» **Text under study**
▼

Architecting for the Agentic Web

WITTIGONIA
08.02.26 04:01 PM - Comment(s)

Why we updated our insights for the Agentic Web

// Context


The Shift: From Browsers to Retrievers 


For the last decade, SEO was about keywords. You optimized a page so a human would click it, read it, and stay on the site. Today, we are optimizing for AI Agents.

LLMs (Large Language Models) like ChatGPT, Claude, and Gemini do not "browse" like humans. They retrieve, synthesize, and cite. When an AI crawls a website, it doesn't look for pretty design; it looks for Semantic Structure.


To align with this reality, we just executed a complete restructuring of the WITTIGONIA digital footprint.


The Strategy: Semantic Silos 


We moved from a flat URL structure (domain.com/post-name) to a strict semantic hierarchy:

  • Old Way: Flat, ambiguous. An AI sees a list of 100 posts and has to guess which ones are related.

  • New Way (The Agentic Protocol):

    • /insights/digital-strategy/  (Context: Architecture)

    • /insights/data-intelligence/  (Context: Truth)

    • /insights/business-dynamics/  (Context: Systems)

By grouping content into these "Silos," we force the crawler to understand the relationship between topics before it even reads a single word.


Agentic AI Web Readiness
Illustration: Agentic AI Web Readiness: Example website content structure. From flat legacy content to topical clusters.

// Protocol


The Protocol: llms.txt 

Alongside the URL migration, we deployed our llms.txt protocol. This is a markdown file specifically designed for AI scrapers. It strips away the HTML, CSS, and JavaScript bloat and offers a clean "Knowledge Graph" of our core capabilities. Note: llms.txt is still an early approach. And at this stage the impact is not entirely clear. It may very well be that crawlers, bots and AI agents pick up the information or simply ignore it. 


The "Hidden" Gotcha (Developer Note) 

During deployment, we encountered a critical infrastructure nuance that many businesses miss. Modern CMS setups often virtualize the robots.txt file. However, strict crawlers (Lighthouse, Googlebot) expect a physical file at the absolute server root.

▲

» **Exercises to complete**
1. Check each statement against the post on the Agentic Web: (a) llms.txt is a markdown file; (b) the impact of llms.txt is already well established; (c) strict crawlers expect a physical robots.txt file at the absolute server root. Answer yes or no for each, quoting the words of the post that decide it.
2. Give every URL path the post on the Agentic Web lists under its new semantic hierarchy, each with the context shown beside it.

» **Record set**
▼

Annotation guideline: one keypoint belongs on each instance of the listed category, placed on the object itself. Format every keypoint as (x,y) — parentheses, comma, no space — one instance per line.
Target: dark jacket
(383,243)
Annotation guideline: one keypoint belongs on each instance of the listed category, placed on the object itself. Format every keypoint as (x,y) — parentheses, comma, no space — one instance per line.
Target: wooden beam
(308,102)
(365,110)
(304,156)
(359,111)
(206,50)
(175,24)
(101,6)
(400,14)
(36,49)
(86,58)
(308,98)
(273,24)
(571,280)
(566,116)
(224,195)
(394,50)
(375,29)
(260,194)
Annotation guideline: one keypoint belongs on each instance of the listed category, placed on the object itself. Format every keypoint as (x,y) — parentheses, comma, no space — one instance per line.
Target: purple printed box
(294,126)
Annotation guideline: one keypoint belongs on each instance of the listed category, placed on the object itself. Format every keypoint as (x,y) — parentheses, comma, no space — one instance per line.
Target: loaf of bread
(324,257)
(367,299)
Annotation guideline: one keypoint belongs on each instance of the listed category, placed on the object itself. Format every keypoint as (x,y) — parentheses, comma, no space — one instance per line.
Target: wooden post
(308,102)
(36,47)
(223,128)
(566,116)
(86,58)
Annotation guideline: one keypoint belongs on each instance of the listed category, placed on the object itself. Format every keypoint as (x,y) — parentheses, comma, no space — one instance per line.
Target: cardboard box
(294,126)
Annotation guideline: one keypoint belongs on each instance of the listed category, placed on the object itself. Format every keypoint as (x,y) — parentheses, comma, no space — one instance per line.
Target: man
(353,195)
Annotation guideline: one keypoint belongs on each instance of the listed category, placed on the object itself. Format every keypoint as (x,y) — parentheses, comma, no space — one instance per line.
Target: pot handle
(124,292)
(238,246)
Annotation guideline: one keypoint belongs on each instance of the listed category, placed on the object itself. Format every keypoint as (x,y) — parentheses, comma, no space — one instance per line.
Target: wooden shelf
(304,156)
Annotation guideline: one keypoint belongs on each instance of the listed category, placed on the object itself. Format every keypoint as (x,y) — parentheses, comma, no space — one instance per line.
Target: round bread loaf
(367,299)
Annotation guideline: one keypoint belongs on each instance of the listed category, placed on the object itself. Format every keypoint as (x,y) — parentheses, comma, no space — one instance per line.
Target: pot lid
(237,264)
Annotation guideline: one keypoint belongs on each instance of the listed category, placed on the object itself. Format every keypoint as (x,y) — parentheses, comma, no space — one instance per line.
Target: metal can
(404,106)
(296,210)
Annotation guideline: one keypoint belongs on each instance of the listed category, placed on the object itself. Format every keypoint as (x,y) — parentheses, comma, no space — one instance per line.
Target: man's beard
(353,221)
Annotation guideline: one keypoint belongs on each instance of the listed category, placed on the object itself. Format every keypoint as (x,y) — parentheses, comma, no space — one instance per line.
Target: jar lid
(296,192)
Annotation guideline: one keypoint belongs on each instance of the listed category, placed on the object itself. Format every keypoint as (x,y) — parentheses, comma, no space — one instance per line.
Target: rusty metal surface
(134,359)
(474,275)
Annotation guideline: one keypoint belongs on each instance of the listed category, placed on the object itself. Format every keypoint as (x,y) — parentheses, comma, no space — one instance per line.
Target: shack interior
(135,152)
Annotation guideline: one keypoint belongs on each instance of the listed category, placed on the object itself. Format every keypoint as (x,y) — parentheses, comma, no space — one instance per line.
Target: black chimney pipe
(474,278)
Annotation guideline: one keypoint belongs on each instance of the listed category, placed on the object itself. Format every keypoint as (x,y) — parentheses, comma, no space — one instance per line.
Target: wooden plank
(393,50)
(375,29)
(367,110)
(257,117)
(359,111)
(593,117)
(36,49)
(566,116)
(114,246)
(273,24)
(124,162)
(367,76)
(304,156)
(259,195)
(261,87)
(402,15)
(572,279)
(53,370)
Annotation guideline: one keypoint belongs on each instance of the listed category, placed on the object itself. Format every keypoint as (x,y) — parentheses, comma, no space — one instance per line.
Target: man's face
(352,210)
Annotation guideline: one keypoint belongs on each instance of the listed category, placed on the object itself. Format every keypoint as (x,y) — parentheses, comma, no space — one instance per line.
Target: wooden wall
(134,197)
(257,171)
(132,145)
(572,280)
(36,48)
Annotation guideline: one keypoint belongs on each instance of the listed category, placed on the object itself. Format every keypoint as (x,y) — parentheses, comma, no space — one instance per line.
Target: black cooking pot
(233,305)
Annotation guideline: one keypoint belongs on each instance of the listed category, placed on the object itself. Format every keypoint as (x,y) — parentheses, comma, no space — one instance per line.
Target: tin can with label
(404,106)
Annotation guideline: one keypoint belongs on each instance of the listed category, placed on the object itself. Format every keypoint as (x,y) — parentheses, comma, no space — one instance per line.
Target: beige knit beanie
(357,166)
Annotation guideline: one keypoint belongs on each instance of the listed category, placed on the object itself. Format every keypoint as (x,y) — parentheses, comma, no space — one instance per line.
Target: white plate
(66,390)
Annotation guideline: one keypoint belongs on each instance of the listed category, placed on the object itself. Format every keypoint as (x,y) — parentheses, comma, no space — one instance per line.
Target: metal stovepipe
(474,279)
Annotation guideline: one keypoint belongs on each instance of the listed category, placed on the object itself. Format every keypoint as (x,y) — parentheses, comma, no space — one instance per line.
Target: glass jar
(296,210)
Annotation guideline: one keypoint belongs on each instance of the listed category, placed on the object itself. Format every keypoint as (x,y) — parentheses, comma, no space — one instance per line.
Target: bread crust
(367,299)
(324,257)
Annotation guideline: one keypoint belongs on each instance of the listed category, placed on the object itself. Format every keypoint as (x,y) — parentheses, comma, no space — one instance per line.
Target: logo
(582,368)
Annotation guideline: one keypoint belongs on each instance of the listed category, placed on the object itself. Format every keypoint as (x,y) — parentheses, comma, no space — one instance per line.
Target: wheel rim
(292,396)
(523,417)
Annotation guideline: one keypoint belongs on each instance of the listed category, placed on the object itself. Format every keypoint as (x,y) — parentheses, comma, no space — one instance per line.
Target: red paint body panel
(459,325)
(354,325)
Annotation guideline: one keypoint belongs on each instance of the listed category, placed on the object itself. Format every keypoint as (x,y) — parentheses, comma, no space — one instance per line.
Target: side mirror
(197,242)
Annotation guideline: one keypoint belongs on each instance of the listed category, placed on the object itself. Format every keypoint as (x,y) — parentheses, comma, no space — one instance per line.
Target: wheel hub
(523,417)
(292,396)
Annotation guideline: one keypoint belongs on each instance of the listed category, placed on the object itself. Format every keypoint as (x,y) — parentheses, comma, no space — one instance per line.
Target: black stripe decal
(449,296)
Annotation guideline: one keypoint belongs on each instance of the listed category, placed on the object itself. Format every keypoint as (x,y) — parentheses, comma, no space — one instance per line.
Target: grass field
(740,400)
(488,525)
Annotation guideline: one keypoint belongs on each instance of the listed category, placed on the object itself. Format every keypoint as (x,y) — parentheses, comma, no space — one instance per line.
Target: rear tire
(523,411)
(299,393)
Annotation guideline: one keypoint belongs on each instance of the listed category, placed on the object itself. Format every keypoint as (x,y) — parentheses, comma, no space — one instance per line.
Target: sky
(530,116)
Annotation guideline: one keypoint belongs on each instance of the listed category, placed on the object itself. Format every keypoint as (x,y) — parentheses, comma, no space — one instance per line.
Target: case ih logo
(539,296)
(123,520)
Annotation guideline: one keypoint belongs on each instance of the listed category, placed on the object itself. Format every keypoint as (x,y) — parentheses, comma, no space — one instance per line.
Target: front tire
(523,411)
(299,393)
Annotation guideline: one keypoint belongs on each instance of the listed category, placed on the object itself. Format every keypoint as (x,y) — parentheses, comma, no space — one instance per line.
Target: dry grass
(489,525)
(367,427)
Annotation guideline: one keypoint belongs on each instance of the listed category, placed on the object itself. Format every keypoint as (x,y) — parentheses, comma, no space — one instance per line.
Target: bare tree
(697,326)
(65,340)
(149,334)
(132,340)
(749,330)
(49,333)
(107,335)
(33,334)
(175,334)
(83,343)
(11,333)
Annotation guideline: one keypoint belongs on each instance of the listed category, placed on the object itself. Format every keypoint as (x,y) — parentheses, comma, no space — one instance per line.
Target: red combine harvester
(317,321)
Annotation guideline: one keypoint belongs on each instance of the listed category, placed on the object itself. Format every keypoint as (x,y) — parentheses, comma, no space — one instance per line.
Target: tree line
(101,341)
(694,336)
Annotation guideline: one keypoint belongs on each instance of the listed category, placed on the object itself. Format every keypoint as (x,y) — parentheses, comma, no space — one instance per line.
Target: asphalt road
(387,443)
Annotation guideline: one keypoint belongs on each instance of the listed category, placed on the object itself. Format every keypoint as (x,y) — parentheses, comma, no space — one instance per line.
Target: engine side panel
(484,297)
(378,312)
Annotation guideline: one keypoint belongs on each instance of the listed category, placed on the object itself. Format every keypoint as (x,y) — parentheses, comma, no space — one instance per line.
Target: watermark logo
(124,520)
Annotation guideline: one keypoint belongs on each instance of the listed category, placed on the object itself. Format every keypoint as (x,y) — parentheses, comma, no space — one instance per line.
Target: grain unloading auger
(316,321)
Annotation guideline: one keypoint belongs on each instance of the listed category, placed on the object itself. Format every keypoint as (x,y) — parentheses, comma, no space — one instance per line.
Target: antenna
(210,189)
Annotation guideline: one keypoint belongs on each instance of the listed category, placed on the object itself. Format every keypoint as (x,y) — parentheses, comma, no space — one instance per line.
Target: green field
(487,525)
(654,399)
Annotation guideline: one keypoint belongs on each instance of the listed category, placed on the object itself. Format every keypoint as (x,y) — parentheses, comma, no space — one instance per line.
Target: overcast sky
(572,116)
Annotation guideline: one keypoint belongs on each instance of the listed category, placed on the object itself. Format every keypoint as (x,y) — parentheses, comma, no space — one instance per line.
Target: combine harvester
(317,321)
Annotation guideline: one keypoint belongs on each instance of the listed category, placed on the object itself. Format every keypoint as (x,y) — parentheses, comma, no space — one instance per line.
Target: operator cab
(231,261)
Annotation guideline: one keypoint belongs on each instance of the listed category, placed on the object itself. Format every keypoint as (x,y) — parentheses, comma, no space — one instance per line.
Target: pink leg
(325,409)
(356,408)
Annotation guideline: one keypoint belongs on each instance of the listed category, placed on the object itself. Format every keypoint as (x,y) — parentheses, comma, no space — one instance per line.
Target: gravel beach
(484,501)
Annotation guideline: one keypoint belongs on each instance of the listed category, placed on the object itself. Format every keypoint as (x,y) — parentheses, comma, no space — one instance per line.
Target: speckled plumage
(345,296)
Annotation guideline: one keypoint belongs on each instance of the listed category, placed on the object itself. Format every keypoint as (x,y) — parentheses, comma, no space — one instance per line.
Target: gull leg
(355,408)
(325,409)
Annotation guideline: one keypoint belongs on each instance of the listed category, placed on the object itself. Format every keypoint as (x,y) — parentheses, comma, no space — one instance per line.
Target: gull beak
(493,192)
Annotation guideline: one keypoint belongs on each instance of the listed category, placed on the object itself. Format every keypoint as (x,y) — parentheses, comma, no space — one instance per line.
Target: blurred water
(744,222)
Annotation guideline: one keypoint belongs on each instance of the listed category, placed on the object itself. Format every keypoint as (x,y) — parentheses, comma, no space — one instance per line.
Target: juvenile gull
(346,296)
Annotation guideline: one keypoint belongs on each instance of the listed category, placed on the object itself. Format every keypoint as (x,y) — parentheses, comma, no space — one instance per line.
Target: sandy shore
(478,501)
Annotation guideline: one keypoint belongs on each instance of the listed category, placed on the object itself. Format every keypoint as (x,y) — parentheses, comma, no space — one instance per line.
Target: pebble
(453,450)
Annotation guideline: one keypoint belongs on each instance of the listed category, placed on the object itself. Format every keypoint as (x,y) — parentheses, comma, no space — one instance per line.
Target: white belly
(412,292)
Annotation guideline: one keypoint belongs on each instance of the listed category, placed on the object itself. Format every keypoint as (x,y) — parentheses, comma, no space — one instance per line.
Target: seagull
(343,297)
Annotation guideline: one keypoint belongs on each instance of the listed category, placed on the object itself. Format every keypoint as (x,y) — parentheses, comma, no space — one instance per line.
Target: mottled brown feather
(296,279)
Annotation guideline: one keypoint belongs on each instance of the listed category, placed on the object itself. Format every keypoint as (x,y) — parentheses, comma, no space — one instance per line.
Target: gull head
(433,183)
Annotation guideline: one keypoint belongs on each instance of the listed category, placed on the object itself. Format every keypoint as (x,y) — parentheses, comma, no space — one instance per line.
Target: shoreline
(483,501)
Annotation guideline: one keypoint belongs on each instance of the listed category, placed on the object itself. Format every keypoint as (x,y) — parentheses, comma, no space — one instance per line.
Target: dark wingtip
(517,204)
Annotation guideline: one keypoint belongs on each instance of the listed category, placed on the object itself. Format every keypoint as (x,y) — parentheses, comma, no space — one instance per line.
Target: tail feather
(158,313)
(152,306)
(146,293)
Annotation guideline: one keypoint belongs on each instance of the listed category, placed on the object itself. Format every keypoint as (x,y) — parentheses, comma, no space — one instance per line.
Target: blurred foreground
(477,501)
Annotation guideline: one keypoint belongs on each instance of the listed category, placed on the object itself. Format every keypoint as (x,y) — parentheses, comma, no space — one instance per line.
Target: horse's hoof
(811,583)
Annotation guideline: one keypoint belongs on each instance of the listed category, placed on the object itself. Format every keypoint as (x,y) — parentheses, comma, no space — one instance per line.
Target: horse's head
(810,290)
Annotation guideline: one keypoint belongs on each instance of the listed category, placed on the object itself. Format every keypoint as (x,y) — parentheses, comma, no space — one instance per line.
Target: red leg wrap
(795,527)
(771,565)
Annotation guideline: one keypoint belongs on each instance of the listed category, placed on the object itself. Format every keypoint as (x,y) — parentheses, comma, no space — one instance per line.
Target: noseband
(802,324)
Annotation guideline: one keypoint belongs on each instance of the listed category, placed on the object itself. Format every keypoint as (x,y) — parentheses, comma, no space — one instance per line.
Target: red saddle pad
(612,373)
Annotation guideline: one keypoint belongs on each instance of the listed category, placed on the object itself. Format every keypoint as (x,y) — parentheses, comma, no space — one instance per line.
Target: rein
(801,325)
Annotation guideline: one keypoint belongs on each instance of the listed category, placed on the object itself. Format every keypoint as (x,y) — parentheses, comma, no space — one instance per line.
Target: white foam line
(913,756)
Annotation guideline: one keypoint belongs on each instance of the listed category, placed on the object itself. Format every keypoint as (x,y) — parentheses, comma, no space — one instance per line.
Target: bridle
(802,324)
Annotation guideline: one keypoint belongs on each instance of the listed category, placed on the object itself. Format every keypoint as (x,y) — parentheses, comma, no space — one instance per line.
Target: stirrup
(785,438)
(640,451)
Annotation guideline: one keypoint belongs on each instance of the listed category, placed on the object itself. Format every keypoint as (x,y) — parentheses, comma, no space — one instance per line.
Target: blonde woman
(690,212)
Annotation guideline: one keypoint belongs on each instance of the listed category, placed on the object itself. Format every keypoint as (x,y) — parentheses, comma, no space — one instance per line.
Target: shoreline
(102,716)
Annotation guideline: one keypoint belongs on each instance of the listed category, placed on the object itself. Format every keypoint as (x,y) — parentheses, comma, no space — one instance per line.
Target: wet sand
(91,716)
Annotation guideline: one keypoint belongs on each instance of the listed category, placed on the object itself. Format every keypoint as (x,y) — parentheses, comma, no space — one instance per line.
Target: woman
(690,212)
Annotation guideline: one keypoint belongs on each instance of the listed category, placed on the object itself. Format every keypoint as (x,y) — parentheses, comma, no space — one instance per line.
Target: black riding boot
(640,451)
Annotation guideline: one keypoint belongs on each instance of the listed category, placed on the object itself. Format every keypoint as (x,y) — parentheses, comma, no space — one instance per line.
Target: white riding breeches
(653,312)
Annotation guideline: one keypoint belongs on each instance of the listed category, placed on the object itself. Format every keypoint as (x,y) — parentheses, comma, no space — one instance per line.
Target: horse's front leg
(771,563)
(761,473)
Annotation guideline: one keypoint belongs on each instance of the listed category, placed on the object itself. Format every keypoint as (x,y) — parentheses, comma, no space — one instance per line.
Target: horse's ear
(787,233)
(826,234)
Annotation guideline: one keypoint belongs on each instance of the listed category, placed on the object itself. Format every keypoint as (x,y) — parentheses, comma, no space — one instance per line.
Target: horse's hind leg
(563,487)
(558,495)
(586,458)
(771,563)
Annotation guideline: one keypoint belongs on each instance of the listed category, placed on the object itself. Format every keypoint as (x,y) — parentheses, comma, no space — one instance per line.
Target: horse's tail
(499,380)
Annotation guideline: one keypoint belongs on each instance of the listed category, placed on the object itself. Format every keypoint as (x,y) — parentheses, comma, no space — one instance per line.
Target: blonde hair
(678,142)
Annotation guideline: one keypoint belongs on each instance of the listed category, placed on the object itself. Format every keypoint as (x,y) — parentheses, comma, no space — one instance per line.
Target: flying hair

▲

» **Outputs in order**
1.
(a) Yes: "This is a markdown file specifically designed for AI scrapers."
(b) No: "And at this stage the impact is not entirely clear."
(c) Yes: "strict crawlers (Lighthouse, Googlebot) expect a physical file at the absolute server root."

2.
/insights/digital-strategy/ (Context: Architecture)
/insights/data-intelligence/ (Context: Truth)
/insights/business-dynamics/ (Context: Systems)